──────── Data for this task
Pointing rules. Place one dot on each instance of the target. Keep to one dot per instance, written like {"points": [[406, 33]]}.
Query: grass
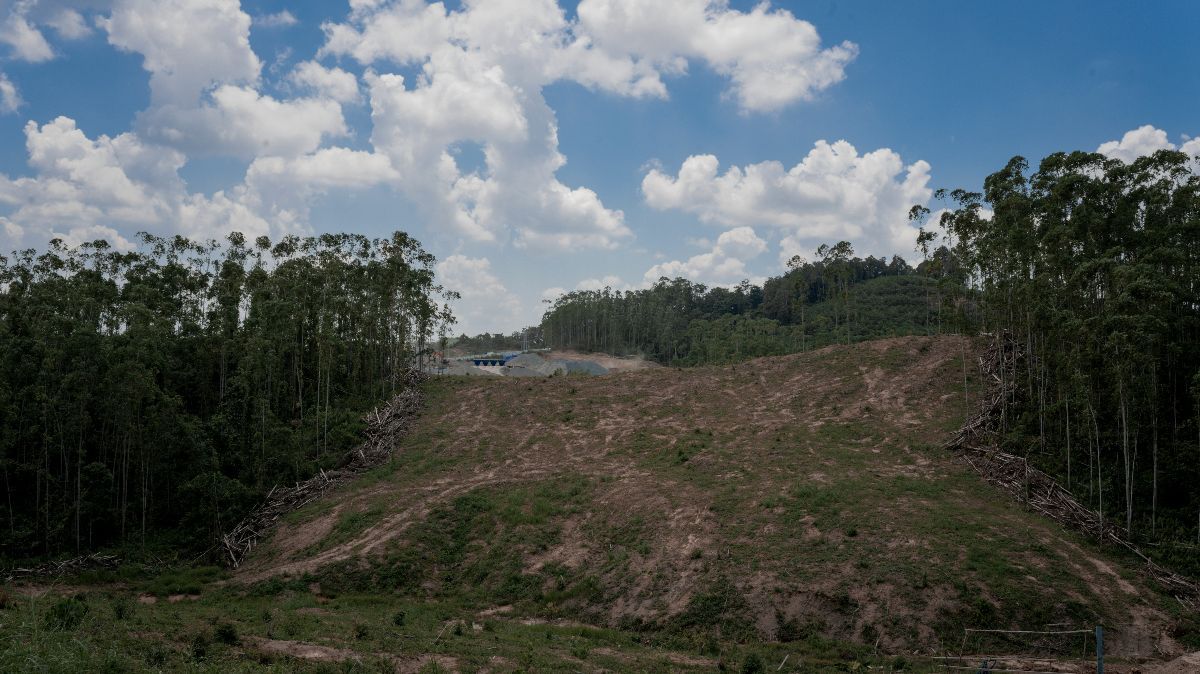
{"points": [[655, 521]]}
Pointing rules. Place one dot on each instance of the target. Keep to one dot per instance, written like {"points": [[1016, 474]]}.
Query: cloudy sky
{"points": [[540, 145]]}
────────────────
──────── Data for this task
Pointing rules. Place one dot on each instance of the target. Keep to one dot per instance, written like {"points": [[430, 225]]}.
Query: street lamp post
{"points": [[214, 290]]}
────────────────
> **The request**:
Find each line in the data above that contains the string "target", and copy those lines in full. Case counts.

> **Output for this task**:
Pointing rules. Place one dot on each instance of the target. Keep to one dot per instance, written like {"points": [[406, 33]]}.
Pointing rules. Place one dot on each instance of the target. Keep to one dot per instance, written like {"points": [[1016, 474]]}.
Pointing rules. Place one dot on each instance of the target. Keep to one dot per instance, written like {"points": [[430, 225]]}.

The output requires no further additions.